TASK:
Please carry on the dialogue about understanding, self-love and society, picking up right after its last sentence.

Hor. How so, pray; I do not understand you.

Cleo. The superiority of understanding, in the first place, makes man sooner sensible of grief and joy, and capable of entertaining either with greater difference as to the degrees, than they are felt in other creatures: Secondly, it renders him more industrious to please himself; that is, it furnishes self-love with a greater variety of shifts to exert itself on all emergencies, than is made use of by animals of less capacity. Superiority of understanding likewise gives us a foresight, and inspires us with hopes, of which other creatures have little, and that only of things immediately before them. All these things are so many tools, arguments, by which self-love reasons us into content, and renders us patient under many afflictions, for the sake of supplying those wants that are most pressing: this is of infinite use to a man, who finds himself born in a body politic, and it must make him fond of society; whereas, the same endowment before that time, the same superiority of understanding in the state of nature, can only serve to render man incurably averse to society, and more obstinately tenacious of his savage liberty, than any other creature would be, that is equally necessitous.

DATASET CONTENT:
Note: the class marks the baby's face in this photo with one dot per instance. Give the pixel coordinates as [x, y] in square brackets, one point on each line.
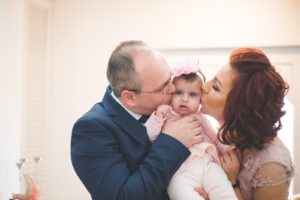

TASK RESPONSE:
Hor. I do not know how to refute you: there is a justness of thought in what you say, which I am forced to assent to; and yet it seems strange: How come you by this insight into the heart of man, and which way is that skill of unravelling human nature to be obtained?

Cleo. By diligently observing what excellencies and qualifications are really acquired in a well-accomplished man; and having done this impartially, we may be sure that the remainder of him is nature. It is for want of duly separating and keeping asunder these two things, that men have uttered such absurdities on this subject; alleging as the causes of man’s fitness for society, such qualifications as no man ever was endued with, that was not educated in a society, a civil establishment, of several hundred years standing. But the flatterers of our species keep this carefully from our view: instead of separating what is acquired from what is natural, and distinguishing between them, they take pains to unite and confound them together.

Hor. Why do they? I do not see the compliment; since the acquired, as well as natural parts, belong to the same person; and the one is not more inseparable from him than the other.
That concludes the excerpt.